● Consigne
Dans le texte sur le roman Sweetland, condensez sous forme de liste le paragraphe qui commence par « Entretenir une communauté du bout du monde », en gardant ses faits essentiels.

● Texte support
..............................

Aller au contenu principal

Un fou du roi dans un royaume d’exactitude

Un fou du roi dans un royaume d’exactitude

À Sweetland, petit village juché sur une île de la taille d’une virgule dans la phrase de Terre-Neuve, les échos du monde moderne n’ont jamais atteint le rivage qu’atténués par la distance et la brume.

Traduction

À Sweetland, petit village juché sur une île de la taille d’une virgule dans la phrase de Terre-Neuve, les échos du monde moderne n’ont jamais atteint le rivage qu’atténués par la distance et la brume.

Pour son quatrième roman, Michael Crummey a gravi les marches d’un phare récemment automatisé où la lampe-tempête ne fait plus danser d’ombres sur les murs. En son sommet, il a posé son regard sur un village dont portes et fenêtres ne serviront bientôt plus qu’à accueillir le contreplaqué prêt à moisir et les clous prêts à s’oxyder. À Ottawa ou à St-John’s, dans une pièce où des néons éclairent des colonnes de chiffres, une signature électronique a été apposée pour ratifier la disparition prochaine de Sweetland. Comme partout ailleurs, l’inconscience est venue à bout de la seule économie qui y prospérait: la pêche.

Entretenir une communauté du bout du monde n’est plus à l’ordre du jour, s’insère encore moins bien dans un plan quinquennal. N’en déplaise aux racines qu’ont fait pousser les ancêtres dans ces sols arides, il faudra partir, s’effacer des cartes comme des fragiles mémoires. En compensation, cent mille dollars bien ronds annuleront toute velléité de confrontation. À condition, bien sûr, que tous, sans exception, acceptent de s’évaporer à l’unisson. C’est sans compter sur Moses qui, intraitable sans trop savoir pourquoi, va refuser ce que presque tous se sont empressés d’accepter. Le septuagénaire se retrouve ainsi seul de son camp face à tous ceux qu’il a connus et qui sont bien décidés à le convaincre de partir, dussent-ils utiliser pour cela les moyens les plus extrêmes.

Mémoire en croix

Roman mélancolique d’un «monde déchu», que la rigueur de son climat a longtemps préservé du «continent», Sweetland est l’ultime manifestation d’une mémoire, tant collective qu’individuelle, qui s’apprête à s’incarner dans la blancheur d’une croix anonyme. Le bourreau de la modernité n’est toutefois pas exempt d’une certaine clémence et laissera au condamné le temps d’accomplir tous les petits rituels qui sont autant de dernières volontés. En compagnie de Moses, vieux malcommode aussi vaillant que têtu, c’est une liturgie des confins que nous pratiquons, relevant les collets une.22 en main ou débitant interminablement du bois de chauffage pour un hiver qui sera le dernier. À pied ou en vtt vrombissant, on gravit les sentes qui mènent au Fauteuil du roi, ce promontoire où en souvenir du film Titanic, on peut crier «Je suis le roi du monde! […] [l]a voix dévalant la colline vers l’anse, gagnant en vitesse au fur et à mesure de sa dégringolade.»

..............................

Relevés de points étiquetés
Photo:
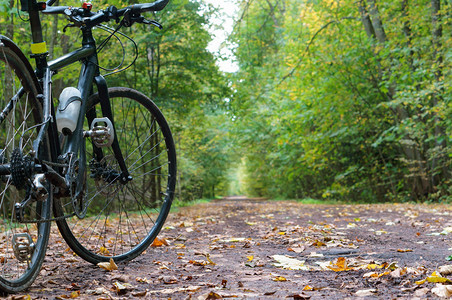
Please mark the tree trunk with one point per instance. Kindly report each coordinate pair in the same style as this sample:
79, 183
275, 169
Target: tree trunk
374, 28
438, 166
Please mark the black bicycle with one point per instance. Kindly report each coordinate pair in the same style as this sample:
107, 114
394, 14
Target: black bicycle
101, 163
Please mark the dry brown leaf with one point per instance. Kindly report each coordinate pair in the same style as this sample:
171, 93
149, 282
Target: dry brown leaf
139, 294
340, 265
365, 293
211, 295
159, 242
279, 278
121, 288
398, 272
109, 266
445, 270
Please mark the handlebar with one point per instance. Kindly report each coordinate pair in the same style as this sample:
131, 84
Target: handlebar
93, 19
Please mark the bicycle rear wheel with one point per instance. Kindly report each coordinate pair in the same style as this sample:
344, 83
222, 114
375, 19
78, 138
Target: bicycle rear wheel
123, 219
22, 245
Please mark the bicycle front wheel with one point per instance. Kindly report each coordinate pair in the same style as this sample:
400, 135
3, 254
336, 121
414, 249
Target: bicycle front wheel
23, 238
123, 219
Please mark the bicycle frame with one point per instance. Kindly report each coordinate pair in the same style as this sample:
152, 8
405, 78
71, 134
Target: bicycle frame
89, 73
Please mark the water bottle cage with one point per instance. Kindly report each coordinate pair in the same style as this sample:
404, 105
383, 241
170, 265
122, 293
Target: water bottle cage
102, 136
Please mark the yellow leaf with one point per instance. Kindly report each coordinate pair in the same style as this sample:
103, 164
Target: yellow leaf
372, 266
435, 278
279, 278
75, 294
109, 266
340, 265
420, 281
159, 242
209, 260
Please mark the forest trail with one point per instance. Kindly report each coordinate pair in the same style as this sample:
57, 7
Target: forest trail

..............................

● Corrigé
- Maintenir une communauté isolée n'est plus à l'ordre du jour ni prévu dans un plan quinquennal.
- Malgré les racines plantées par les ancêtres, les habitants devront partir et s'effacer des cartes.
- En compensation, ils recevront cent mille dollars, à condition que tous, sans exception, acceptent de partir ensemble.
- Moses, un septuagénaire intraitable, refuse l'offre sans trop savoir pourquoi, alors que presque tous l'ont acceptée.
- Il se retrouve seul face à tous ceux qu'il a connus, décidés à le convaincre de partir, même par les moyens les plus extrêmes.